▸ **TASK OBJECTIVE**: Nothing but the line with "If you could put a point on the tan" and the lines after it, through the end of the records below, is to be repeated, exactly as it is.

Point placement records
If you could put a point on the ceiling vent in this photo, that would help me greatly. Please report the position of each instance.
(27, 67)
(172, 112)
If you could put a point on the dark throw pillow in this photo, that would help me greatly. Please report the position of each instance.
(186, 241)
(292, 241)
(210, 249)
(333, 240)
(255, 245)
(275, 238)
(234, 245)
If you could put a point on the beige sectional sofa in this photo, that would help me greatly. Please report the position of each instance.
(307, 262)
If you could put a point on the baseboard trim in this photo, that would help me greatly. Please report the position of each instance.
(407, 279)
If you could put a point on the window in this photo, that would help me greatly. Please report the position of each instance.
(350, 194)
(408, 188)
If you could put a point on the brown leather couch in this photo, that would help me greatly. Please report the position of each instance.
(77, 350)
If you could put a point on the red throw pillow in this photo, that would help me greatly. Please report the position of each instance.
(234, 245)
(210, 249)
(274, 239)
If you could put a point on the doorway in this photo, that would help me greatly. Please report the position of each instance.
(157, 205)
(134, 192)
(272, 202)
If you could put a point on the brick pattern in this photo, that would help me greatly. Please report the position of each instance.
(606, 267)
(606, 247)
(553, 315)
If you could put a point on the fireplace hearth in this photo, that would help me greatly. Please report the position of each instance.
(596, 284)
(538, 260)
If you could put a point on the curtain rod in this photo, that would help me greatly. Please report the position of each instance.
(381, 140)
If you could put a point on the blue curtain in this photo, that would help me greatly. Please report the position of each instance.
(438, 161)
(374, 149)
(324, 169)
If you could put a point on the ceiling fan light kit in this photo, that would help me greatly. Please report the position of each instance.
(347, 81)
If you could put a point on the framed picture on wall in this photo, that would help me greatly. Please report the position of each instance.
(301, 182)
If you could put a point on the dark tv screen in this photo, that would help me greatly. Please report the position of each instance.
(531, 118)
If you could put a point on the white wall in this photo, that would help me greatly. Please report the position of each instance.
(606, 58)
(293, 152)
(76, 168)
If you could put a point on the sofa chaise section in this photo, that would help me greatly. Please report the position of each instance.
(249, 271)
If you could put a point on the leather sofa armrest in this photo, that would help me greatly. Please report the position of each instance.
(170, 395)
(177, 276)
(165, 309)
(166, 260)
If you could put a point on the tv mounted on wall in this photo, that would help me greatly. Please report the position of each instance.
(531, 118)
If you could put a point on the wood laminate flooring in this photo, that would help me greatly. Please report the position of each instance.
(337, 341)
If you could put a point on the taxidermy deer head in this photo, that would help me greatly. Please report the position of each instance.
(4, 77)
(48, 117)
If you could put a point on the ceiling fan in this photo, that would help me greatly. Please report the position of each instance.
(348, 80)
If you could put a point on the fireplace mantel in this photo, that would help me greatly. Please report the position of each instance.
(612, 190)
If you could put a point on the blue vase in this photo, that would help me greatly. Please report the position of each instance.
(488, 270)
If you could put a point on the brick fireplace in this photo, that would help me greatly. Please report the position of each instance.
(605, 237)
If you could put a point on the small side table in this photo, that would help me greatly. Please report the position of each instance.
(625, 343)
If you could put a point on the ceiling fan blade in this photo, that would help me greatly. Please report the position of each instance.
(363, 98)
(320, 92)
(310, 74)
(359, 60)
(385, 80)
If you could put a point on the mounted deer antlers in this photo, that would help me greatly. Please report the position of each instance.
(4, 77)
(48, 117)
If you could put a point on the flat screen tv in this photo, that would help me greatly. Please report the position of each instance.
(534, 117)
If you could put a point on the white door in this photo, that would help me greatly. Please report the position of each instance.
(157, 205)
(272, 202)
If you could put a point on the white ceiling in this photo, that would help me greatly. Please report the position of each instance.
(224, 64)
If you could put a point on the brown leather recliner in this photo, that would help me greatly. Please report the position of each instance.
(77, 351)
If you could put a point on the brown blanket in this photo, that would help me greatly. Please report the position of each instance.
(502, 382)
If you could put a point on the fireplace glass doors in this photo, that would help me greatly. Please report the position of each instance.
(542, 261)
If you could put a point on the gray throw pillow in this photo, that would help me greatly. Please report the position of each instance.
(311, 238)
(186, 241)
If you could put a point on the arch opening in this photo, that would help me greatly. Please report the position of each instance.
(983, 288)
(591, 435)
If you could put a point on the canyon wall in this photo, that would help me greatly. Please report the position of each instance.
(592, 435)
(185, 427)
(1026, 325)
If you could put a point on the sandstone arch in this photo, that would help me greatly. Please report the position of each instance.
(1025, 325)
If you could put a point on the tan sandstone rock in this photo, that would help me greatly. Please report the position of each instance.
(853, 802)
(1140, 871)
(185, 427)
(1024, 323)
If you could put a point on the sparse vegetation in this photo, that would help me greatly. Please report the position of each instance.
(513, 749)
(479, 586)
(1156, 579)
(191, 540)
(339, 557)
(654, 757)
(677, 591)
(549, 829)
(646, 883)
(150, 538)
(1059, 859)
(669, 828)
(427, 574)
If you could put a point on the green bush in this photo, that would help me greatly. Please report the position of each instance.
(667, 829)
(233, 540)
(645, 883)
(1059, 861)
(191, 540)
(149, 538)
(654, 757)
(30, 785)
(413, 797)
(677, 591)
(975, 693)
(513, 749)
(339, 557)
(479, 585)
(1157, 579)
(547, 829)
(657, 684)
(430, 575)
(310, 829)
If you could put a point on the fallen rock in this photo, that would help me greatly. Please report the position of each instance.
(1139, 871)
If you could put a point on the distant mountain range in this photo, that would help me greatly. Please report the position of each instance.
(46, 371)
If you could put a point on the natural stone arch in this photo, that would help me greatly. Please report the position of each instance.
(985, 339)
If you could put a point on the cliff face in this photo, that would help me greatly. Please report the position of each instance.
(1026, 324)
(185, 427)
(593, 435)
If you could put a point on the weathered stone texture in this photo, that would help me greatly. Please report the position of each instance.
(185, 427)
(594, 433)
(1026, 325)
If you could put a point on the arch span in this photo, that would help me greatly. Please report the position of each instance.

▸ **SOLVED PROBLEM**:
If you could put a point on the tan sandstone rock in this photo, that would help me greatly. Please report the position of each instance.
(853, 802)
(1140, 871)
(185, 427)
(1024, 323)
If you could put a point on the sparse vegetation in this photo, that would help me greatly. Please report the position of each instance.
(513, 749)
(479, 586)
(1156, 579)
(191, 540)
(339, 557)
(654, 757)
(677, 591)
(549, 829)
(646, 883)
(150, 538)
(1059, 859)
(669, 828)
(427, 574)
If you could put a point on the green bush in this photo, that would help me greatly. Please report the position of each instance.
(667, 829)
(233, 540)
(645, 883)
(1059, 861)
(191, 540)
(149, 538)
(654, 757)
(30, 785)
(413, 797)
(677, 591)
(975, 693)
(513, 749)
(339, 557)
(479, 585)
(1157, 579)
(547, 829)
(657, 684)
(430, 575)
(310, 829)
If you could put a point on the fallen rock in this photo, that would help me greatly. Please report the position of each instance.
(1139, 871)
If you could put a point on the distant mountain range in this photo, that would help me greatly. Please report the position of each instance.
(46, 371)
If you could put a point on the natural stone arch in this photo, that would help me greatly. Please report the position of each instance.
(985, 339)
If you could put a point on the cliff face in this photo, that would help me greatly. Please report the position of each instance.
(1026, 324)
(185, 427)
(593, 435)
If you could put a point on the weathered stone texture in this photo, that would help me greatly. Please report the position of each instance.
(185, 427)
(594, 433)
(1026, 325)
If you could put a point on the arch span in this photo, that would help me greatly. Please report the position of each instance.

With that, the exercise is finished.